▼

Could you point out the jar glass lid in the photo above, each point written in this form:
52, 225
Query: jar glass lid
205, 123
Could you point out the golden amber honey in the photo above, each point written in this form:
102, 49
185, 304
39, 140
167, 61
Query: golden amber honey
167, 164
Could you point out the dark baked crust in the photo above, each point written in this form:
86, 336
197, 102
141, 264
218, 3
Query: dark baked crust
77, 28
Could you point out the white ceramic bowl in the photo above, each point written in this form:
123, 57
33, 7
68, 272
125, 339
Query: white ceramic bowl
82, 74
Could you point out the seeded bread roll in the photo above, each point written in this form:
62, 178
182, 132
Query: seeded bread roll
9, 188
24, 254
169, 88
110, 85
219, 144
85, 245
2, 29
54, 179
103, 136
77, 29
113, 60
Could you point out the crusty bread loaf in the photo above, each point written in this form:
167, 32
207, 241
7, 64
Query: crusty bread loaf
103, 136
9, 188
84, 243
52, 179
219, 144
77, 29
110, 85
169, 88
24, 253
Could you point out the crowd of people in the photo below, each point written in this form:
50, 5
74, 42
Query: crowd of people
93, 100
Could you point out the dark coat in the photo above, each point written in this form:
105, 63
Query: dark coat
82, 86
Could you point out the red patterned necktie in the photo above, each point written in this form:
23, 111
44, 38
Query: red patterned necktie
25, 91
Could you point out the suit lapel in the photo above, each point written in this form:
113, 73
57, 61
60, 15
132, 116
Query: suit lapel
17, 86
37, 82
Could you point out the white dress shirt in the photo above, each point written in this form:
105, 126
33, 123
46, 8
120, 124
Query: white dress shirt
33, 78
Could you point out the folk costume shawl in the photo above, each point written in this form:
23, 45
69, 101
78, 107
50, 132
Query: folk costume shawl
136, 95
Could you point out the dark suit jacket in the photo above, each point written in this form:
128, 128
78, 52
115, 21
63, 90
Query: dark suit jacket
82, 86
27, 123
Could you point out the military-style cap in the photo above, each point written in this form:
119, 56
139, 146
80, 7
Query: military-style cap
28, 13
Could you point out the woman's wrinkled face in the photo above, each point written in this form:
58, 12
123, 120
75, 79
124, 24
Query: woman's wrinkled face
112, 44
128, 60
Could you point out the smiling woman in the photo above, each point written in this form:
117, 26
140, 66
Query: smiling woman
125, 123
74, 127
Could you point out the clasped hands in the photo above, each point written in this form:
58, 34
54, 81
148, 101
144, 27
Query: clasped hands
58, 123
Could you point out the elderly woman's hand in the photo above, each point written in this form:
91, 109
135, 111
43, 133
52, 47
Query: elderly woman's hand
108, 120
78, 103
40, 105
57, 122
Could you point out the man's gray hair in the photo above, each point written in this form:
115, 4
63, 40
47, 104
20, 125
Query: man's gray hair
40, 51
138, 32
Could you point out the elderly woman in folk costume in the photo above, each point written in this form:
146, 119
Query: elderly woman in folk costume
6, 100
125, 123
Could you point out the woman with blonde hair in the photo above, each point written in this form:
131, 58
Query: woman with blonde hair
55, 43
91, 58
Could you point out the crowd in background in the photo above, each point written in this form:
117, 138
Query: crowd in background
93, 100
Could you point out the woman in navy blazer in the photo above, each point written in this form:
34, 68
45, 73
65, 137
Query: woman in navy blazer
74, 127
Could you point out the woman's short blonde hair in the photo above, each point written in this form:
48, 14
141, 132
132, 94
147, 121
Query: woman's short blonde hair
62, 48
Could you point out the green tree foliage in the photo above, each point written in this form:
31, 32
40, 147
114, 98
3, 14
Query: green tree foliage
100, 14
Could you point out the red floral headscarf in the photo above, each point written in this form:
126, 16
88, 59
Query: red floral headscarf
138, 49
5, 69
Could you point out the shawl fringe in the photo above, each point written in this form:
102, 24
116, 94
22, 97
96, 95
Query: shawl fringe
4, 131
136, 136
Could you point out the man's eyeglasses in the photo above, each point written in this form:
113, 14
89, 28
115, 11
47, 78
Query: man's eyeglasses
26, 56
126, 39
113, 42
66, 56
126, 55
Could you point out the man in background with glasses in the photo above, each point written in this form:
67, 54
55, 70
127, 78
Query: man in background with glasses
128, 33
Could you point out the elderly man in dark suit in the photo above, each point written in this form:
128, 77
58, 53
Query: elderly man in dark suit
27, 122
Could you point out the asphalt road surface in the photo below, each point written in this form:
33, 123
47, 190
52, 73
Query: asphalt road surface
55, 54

▲

**Exercise goal**
Starting at the line containing "Could you point out the asphalt" and ending at the end of the records, write those lines out again with "asphalt" changed to "paved" and nothing else altered.

**Output**
Could you point out the paved road surface in the photo below, each point written in this form:
33, 123
47, 190
52, 73
Query: paved road surface
55, 54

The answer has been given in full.